Task to carry out: Transcribe word for word the passage of the news article below on Wisconsin abortion prosecutions, starting at "MADISON – Officials" and ending at "ban consensual abortions.".

[Opening Page extract section]

MADISON – Officials with Wisconsin's three largest anti-abortion groups on Tuesday called on district attorneys in Dane and Milwaukee counties to prosecute doctors who provide abortions, a little over a week after Planned Parenthood resumed those services.
Advocates on each side of the issue disagree on whether abortion is currently legal in Wisconsin following a July court order signaling a Dane County judge believes an 1849 law that has been interpreted as a near-total ban on abortion does not, in fact, ban consensual abortions.
Abortions had been unavailable in Wisconsin for more than a year until Planned Parenthood began scheduling appointments for its Madison and Milwaukee clinics on Sept. 14. The move brought the service back to two of three clinics where it had been available before the U.S. Supreme Court overturned Roe v. Wade, which legalized abortions in the U.S. for 50 years before it was struck down in 2022.
In a Tuesday news conference at the state Capitol, Pro-Life Wisconsin state director Dan Miller accused Planned Parenthood of Wisconsin of "break(ing) the law" and "getting away with it."
"'The respective DAs in Milwaukee and Madison have said that Planned Parenthood of Wisconsin, as well as the DAs, are apparently above the law, that the rule of law has no meaning for them," said Wisconsin Family Action president Julaine Appling. "They get to pick and choose, according to their political and personal ideological positions, what laws they will enforce."
Both Dane County District Attorney Ismael Ozanne and Milwaukee County District Attorney John Chisholm have said they would not prosecute those who seek or provide abortions. Sheboygan County District Attorney Joel Urmanski has said he would enforce violations of the 1849 law. In an email Tuesday, Ozanne said his position has not changed. A message to Chisholm did not receive an immediate response.
"Now is not the time to be selective in which laws we enforce and which laws we don't enforce in Wisconsin," Wisconsin Right to Life executive director Heather Weininger told reporters.
Prior to the U.S. Supreme Court's 2022 ruling in Dobbs v. Jackson Women's Health Organization, medication abortions were available at Planned Parenthood's Sheboygan clinic. Planned Parenthood of Wisconsin associate medical director Dr. Allison Linton told reporters earlier this month the organization will continue to work to expand access in the coming weeks, with the goal of eventually resuming services at the Sheboygan clinic.
A Planned Parenthood of Wisconsin spokeswoman said Tuesday there is "no timeline" for when the organization will provide abortions again in Sheboygan.

[Closing Page extract section]
[Opening Input data section]

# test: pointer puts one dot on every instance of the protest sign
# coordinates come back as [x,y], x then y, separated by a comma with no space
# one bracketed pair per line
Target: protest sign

[Closing Input data section]

Solution to the problem:
MADISON – Officials with Wisconsin's three largest anti-abortion groups on Tuesday called on district attorneys in Dane and Milwaukee counties to prosecute doctors who provide abortions, a little over a week after Planned Parenthood resumed those services.
Advocates on each side of the issue disagree on whether abortion is currently legal in Wisconsin following a July court order signaling a Dane County judge believes an 1849 law that has been interpreted as a near-total ban on abortion does not, in fact, ban consensual abortions.